# Altolamprologus Calvus and Compressiceps compatibility



## speakerman3 (Nov 14, 2009)

I recently saw pictures of A. Calvus and A. Compressiceps mingling in a tank quite comfortably and thought that I might add some comps to my mix. I have a 6 foot long 135 gallon with Synodontis Petricola, Julidochromis Transcriptus, Altolamprologus Calvus, and a school of small cyprichromis leptosoma coming soon. Filtration is good and there is a lot of rockwork. What I really wonder is whether or not the two Altolamprologus species might hybridize if kept together. If you see other concerns or recommendations for my set up, please let me know. Thanks.


----------



## triscuit (May 6, 2005)

They will happily hybridize, and I wouldn't ever recommend keeping them in the same tank though I have seen other hobbyists do it. If you are ever planning on distributing alto fry (growing out for sale/trade), definitely keep Alto species and variants in separate tanks.


----------



## speakerman3 (Nov 14, 2009)

Thanks. That was what I was afraid of, but I thought I would check since there are so many nice varieties of each.


----------



## Razzo (Oct 17, 2007)

triscuit said:


> They will happily hybridize, and I wouldn't ever recommend keeping them in the same tank though I have seen other hobbyists do it. If you are ever planning on distributing alto fry (growing out for sale/trade), definitely keep Alto species and variants in separate tanks.


Sorry, gonna have to disagree based on personal experience. I put that myth to the test and believe that I have disproved it (at least in my tanks). One caveat: you'll need to provide sufficient numbers of male and females of each species and they will completely ignore each other *even when spawning* (again, this is based on actual personal experience and observation). They will treat each other as indifferently as they would another genus/species. I have also found them very complimentary to each other - almost like having a different species.

If selling fry is your goal, then tricuit's advice is sound: much easier to maintain separate breeding tanks. However, if you just want an interesting variety in a big tank and you like both species - go for it. I highly recommend it. In your 135, you'll want to have at least three males of each species and however many females you would like.

Russ


----------



## speakerman3 (Nov 14, 2009)

Thanks Russ. Now the question is will I have room for three males and several females of each type of Alt. and my julies, cyps, and synodontis? I could just set up another tank if it gets too tight in the 135.


----------



## Ten Tonne Tomahawk (Apr 24, 2015)

I agree with Russ.

It's possible, just like every other species can and usually will cross, but it's uncanny, I have never seen Calvisxcomps. not in 25 years.

(disclaimer, just because I haven't seen it, doesn't mean it doesn't happen, it just means the sassy little buggers wait until I leave the room to fraternise.....)


----------



## Razzo (Oct 17, 2007)

▶ PROBLEM DETAILS:
Decide whether each statement below agrees with the forum thread on Altolamprologus compatibility. Answer yes or no, and quote the words of the thread that decide it.
1. The first poster keeps the fish in a 135-gallon tank.
2. For a 135-gallon tank, Razzo advises at least two males of each species.
3. According to triscuit, the two species will not hybridize.

▶ RECORD EXCERPTS:

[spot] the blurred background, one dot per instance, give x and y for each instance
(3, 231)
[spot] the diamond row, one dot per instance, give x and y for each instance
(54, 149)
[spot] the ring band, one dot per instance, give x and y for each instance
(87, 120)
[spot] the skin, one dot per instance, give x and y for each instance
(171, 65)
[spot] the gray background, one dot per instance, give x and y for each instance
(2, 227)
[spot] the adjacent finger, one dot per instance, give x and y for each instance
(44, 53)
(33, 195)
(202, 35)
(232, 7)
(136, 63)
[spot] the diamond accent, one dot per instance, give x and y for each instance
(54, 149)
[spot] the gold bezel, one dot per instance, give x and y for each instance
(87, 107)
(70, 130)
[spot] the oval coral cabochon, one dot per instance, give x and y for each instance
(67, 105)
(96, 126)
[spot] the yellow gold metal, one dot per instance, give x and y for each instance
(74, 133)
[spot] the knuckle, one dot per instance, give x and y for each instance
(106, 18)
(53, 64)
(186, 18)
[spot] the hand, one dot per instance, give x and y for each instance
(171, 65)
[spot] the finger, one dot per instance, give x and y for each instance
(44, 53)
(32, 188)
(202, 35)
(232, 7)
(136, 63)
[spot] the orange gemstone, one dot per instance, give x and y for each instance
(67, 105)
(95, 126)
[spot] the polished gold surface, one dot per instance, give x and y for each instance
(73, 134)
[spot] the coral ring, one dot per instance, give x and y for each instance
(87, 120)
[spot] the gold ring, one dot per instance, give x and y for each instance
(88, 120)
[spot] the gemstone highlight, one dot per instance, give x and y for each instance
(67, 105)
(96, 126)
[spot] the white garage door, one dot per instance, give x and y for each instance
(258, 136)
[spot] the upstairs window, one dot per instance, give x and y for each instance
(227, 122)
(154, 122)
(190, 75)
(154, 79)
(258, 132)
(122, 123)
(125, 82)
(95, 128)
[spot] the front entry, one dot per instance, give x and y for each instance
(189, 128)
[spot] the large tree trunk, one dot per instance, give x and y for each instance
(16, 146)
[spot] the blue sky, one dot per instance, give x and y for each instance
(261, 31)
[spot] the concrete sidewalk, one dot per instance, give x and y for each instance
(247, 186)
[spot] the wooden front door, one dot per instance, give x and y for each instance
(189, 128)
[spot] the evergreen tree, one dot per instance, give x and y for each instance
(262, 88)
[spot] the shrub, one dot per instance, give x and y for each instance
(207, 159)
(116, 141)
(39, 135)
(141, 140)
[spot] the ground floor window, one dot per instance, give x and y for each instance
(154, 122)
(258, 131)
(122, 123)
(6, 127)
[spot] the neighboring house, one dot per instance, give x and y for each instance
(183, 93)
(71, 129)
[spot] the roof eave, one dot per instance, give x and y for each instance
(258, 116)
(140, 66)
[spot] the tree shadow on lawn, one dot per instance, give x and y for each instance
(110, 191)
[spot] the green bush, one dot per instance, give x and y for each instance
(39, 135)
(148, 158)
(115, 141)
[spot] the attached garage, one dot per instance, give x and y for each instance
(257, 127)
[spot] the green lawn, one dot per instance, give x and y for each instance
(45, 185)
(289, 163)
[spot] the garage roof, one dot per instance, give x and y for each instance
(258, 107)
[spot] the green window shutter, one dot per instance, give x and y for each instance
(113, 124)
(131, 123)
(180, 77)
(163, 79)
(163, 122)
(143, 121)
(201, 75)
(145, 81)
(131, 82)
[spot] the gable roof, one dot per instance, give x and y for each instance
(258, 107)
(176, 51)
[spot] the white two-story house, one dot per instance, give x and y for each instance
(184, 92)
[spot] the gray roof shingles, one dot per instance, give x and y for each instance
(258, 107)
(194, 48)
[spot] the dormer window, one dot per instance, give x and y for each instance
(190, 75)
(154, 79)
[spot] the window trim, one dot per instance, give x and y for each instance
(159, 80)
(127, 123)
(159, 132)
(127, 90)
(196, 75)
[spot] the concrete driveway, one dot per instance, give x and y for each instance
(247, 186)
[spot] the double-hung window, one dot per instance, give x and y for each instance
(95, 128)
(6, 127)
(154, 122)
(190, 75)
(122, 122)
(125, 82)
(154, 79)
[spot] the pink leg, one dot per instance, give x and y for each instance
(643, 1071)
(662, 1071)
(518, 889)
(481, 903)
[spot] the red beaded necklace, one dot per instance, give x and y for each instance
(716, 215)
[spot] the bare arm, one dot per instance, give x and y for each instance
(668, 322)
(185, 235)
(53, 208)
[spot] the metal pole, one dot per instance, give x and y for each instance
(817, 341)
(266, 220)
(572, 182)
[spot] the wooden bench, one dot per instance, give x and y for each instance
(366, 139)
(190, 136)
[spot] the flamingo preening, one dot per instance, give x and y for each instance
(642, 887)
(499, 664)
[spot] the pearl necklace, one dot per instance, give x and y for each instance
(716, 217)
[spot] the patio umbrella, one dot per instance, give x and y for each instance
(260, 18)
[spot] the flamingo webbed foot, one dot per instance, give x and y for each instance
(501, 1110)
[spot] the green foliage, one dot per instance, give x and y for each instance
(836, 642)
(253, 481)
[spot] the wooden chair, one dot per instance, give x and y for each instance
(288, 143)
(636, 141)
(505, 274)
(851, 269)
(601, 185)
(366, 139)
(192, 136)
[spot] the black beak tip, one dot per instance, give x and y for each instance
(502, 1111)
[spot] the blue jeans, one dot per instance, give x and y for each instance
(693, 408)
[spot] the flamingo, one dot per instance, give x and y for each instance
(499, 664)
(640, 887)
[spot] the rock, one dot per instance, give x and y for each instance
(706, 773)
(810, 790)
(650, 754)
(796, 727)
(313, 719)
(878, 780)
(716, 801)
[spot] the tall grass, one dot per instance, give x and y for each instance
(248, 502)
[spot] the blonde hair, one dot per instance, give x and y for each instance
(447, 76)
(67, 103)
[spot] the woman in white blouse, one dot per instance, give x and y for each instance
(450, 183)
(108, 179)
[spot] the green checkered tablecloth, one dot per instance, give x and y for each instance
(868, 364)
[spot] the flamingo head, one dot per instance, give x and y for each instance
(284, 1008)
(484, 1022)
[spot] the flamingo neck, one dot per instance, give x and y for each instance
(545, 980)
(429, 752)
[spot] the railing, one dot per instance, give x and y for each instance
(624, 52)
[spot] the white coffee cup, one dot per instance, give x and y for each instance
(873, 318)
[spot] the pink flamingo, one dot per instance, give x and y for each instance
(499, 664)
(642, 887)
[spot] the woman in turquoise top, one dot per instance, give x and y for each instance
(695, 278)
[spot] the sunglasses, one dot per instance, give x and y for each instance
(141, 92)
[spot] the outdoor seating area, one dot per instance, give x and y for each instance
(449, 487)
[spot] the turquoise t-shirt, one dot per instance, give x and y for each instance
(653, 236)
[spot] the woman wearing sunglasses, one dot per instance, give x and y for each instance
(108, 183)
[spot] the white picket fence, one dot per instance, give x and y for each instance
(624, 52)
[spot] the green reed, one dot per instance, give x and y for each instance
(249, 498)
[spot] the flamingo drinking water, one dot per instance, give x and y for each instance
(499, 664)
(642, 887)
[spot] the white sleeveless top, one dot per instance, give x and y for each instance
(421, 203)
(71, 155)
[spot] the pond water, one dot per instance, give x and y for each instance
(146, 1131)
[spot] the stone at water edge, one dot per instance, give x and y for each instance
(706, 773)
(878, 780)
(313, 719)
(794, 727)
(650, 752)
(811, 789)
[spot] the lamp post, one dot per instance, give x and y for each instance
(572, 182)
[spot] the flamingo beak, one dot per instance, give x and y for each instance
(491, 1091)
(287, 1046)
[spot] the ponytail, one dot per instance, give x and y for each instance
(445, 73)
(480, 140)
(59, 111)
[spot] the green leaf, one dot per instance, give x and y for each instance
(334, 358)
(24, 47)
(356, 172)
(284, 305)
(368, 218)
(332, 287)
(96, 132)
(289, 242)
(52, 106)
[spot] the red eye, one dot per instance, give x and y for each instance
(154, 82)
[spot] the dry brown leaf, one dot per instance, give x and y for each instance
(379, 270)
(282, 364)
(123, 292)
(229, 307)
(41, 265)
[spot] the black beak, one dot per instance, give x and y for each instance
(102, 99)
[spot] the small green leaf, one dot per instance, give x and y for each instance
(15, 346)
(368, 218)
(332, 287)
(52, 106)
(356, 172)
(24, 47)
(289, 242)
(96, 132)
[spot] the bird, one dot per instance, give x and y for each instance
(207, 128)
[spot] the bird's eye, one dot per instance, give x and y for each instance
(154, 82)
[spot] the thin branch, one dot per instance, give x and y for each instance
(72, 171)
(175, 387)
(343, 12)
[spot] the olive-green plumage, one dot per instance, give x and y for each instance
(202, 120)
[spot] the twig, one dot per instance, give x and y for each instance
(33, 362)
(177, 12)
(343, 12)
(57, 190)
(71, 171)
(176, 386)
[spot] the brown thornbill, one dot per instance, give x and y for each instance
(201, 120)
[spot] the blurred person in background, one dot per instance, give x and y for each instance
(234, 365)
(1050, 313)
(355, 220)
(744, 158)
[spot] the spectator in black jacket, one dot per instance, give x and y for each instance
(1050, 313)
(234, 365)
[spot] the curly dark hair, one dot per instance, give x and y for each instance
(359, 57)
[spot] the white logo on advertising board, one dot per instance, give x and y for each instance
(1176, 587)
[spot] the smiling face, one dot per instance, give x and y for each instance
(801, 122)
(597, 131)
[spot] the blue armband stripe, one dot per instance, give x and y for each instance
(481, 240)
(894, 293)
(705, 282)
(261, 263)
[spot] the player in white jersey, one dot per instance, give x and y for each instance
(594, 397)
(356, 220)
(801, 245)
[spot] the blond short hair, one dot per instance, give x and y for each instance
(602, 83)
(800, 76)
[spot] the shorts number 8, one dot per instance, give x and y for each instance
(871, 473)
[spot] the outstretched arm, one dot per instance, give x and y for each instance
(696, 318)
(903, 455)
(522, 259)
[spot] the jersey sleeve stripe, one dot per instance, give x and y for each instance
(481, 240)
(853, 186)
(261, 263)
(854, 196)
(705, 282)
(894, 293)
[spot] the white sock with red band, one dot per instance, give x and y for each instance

▶ THE OUTPUT:
1. Yes: "I have a 6 foot long 135 gallon"
2. No: "you'll want to have at least three males of each species"
3. No: "They will happily hybridize"